* **TASK INSTRUCTIONS**
(1) Answer these questions from the meter reader story:
(a) What did the meter readers call the building where they gathered in the mornings?
(b) What country was Demetri from?
(c) What color was the exterior wall of the house?
(2) Retype the part of the meter reader story starting with "So, that’s what" and going on through "the night sky.".

* **SELECTED EXCERPT**
○ ○ ○ ○

In the mornings, the meter readers all gathered at what they called, “the base.” This building was in a different location from the training facility. It had a different feel to it as well. Whereas the training center had a mid-eighties, blue, black, and gray office building feel to it, the base was more like a fire station. Warehouse garage doors. Interior chain link enclosures. Lockers. Unpainted, gray, concrete floors. This was where we were given our hand-held, meter reading devices which had all the routes for that day. We were getting all our gear ready (dog sticks, mace cans, pocket-sized mirrors, and mini scopes), when I asked one of the more senior meter readers, Demetri, a middle-aged, mustached man from Ukraine, this very pertinent question: where do I go when I gotta take a piss in the field? He laughed at me and said, “Just go into the backyard of an empty house and go.”

***

So, that’s what I did. I walked up to the side of a house, and sprayed a perfectly painted dark gray exterior of a wall. As I was releasing my fluids, I looked up and to the right. To my horror, I saw a kitchen window. One of those that stuck out into three sides. Luckily, there was no one inside that I saw. Just some potted plants and a white kitchen wall. I looked back down. I had so much inside me that I was still getting some stuff out. I did my best in getting my shoes out of the way because a huge puddle was starting to form on the pavement. Finally, I finished and quickly zipped myself up. I could feel my bladder throbbing like a twinkling star in the night sky.

○ ○ ○ ○

(Image point grounding data)
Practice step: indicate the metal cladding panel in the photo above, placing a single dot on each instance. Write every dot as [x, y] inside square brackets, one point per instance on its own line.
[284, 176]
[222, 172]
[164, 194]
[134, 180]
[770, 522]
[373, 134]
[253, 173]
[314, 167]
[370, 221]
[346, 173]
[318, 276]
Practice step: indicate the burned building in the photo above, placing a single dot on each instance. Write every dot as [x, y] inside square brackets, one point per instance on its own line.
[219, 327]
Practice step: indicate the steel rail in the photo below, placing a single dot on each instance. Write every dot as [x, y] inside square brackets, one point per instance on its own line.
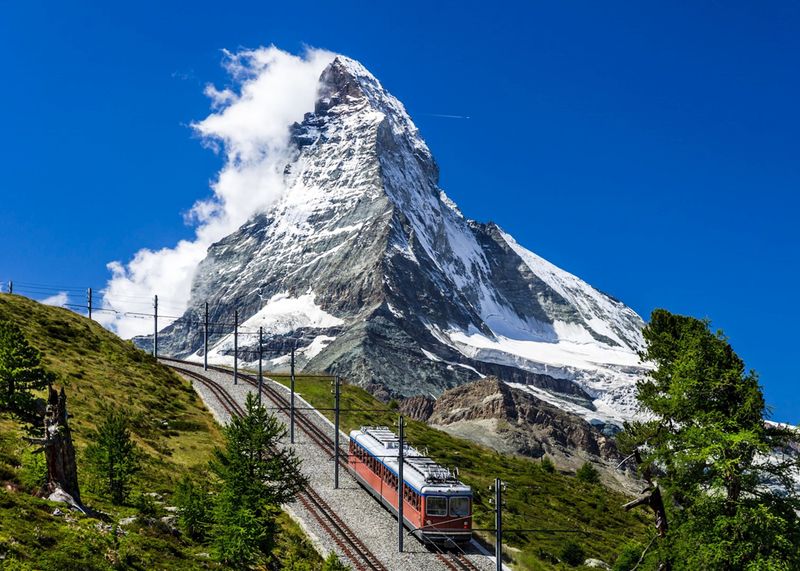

○ ○ ○ ○

* **ANSWERS TO THE EXERCISES**
(1)
(a) "The base."
(b) Ukraine.
(c) Dark gray.

(2)
So, that’s what I did. I walked up to the side of a house, and sprayed a perfectly painted dark gray exterior of a wall. As I was releasing my fluids, I looked up and to the right. To my horror, I saw a kitchen window. One of those that stuck out into three sides. Luckily, there was no one inside that I saw. Just some potted plants and a white kitchen wall. I looked back down. I had so much inside me that I was still getting some stuff out. I did my best in getting my shoes out of the way because a huge puddle was starting to form on the pavement. Finally, I finished and quickly zipped myself up. I could feel my bladder throbbing like a twinkling star in the night sky.